Raw entries
# # # # #

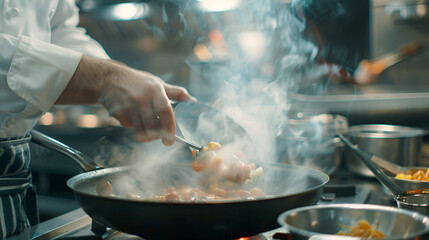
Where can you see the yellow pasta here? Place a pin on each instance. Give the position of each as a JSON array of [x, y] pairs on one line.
[[362, 229]]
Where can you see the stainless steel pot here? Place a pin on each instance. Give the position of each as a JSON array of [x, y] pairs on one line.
[[398, 144]]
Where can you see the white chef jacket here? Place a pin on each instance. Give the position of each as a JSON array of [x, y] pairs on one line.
[[40, 48]]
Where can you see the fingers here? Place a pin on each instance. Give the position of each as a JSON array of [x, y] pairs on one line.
[[178, 93]]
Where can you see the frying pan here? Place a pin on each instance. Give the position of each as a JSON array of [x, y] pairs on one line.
[[286, 187]]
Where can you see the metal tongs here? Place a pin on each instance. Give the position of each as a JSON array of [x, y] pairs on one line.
[[186, 142]]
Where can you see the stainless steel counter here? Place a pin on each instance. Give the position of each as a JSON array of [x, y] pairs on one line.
[[343, 188]]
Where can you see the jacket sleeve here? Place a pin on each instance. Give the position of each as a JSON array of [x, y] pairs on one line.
[[66, 33]]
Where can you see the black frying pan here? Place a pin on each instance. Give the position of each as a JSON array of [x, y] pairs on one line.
[[287, 187]]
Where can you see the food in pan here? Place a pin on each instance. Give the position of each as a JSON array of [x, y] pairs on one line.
[[214, 193], [362, 229], [419, 175], [185, 193], [226, 162]]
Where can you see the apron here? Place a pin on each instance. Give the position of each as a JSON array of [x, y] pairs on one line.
[[18, 204]]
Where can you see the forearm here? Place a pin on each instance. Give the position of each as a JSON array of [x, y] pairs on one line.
[[89, 81]]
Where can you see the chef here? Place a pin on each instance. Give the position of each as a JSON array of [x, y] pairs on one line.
[[45, 59]]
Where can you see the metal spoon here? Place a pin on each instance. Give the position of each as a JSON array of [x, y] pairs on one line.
[[201, 123], [367, 158], [190, 144]]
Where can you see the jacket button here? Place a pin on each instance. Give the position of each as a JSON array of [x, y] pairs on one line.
[[14, 12]]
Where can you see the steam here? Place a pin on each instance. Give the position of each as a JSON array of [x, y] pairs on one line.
[[253, 83]]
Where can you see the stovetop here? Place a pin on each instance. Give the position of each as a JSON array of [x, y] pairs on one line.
[[77, 225]]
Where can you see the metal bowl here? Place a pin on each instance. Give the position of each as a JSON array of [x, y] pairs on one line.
[[398, 144], [324, 221]]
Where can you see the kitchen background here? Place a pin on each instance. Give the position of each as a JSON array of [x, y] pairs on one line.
[[184, 41]]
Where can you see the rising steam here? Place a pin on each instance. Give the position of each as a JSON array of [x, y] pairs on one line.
[[252, 83]]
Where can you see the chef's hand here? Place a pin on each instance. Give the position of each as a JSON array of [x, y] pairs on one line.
[[137, 99]]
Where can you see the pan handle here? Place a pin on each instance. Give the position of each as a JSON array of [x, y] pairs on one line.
[[84, 162]]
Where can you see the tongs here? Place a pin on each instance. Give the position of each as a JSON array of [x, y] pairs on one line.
[[186, 142]]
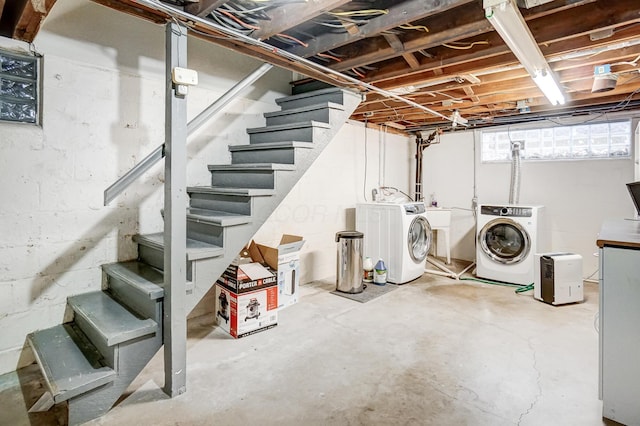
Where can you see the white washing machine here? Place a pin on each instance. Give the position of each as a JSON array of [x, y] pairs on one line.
[[508, 238], [399, 234]]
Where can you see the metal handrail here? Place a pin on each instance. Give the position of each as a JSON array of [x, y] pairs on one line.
[[189, 20], [158, 154]]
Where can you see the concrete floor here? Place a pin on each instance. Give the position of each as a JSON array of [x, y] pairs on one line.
[[432, 352]]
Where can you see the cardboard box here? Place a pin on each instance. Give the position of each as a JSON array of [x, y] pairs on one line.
[[246, 313], [285, 260]]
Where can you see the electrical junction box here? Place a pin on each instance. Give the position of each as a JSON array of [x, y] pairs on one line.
[[558, 278], [184, 76]]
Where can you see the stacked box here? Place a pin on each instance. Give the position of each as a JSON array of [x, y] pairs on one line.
[[285, 260], [244, 305]]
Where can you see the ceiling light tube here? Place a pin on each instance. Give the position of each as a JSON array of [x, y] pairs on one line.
[[505, 17]]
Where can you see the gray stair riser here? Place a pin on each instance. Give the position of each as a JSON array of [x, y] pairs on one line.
[[299, 101], [262, 179], [273, 155], [301, 134], [225, 203], [206, 232], [297, 117], [70, 364], [131, 358], [134, 299], [108, 352], [155, 257], [151, 256]]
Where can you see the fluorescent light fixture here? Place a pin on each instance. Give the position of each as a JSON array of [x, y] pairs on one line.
[[505, 17]]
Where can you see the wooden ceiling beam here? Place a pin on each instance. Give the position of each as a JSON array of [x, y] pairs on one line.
[[549, 30], [132, 8], [395, 42], [493, 58], [455, 26], [403, 13], [31, 18], [287, 16]]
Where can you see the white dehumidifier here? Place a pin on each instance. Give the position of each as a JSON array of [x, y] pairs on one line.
[[558, 278]]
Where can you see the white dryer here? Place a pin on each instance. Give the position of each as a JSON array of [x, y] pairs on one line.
[[399, 234], [508, 238]]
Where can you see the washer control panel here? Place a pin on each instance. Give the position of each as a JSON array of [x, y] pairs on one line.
[[509, 211], [416, 208]]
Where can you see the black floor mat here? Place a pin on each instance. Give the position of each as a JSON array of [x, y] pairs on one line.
[[370, 292]]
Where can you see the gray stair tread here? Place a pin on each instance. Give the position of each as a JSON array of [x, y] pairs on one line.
[[291, 111], [143, 277], [70, 364], [222, 190], [216, 217], [289, 126], [251, 167], [195, 249], [271, 145], [114, 323], [308, 94]]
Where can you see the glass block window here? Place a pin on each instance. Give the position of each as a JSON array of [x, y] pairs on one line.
[[583, 141], [19, 87]]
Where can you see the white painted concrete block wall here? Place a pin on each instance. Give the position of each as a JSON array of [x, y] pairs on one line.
[[103, 111], [578, 195]]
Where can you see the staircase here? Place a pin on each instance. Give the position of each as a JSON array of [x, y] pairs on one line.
[[90, 361]]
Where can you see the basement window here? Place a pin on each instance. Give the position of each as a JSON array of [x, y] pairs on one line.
[[582, 141], [19, 91]]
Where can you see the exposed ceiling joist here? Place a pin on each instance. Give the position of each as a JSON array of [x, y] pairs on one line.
[[397, 15], [290, 15], [204, 7]]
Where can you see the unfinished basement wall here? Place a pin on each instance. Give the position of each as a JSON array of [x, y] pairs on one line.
[[578, 195], [102, 112], [323, 201]]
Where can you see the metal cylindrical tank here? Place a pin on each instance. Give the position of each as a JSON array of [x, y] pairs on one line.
[[349, 266]]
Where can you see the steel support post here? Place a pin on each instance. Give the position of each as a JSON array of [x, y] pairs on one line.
[[175, 222]]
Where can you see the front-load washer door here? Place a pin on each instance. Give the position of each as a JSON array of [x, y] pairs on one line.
[[419, 239], [505, 241]]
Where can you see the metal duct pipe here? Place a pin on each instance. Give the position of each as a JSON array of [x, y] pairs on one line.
[[514, 190]]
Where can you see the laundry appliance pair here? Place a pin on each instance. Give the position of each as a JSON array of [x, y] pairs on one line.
[[397, 233]]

# # # # #

What needs to be done
Render the entries from the line containing "Where can you see the metal duct" through the end of the entries as a JSON list of strings, one string per line, leaving out any blank lines.

Exercise result
[
  "Where can you see the metal duct pipe here? Place a pin on each instance. Give the position of each as a JSON array of [x, y] pairs on one line.",
  "[[514, 190]]",
  "Where can you see the laundry appliance pair here? Place a pin on each instance. Give the position of each as a JSON array of [x, y] pairs on one line.",
  "[[397, 233]]"
]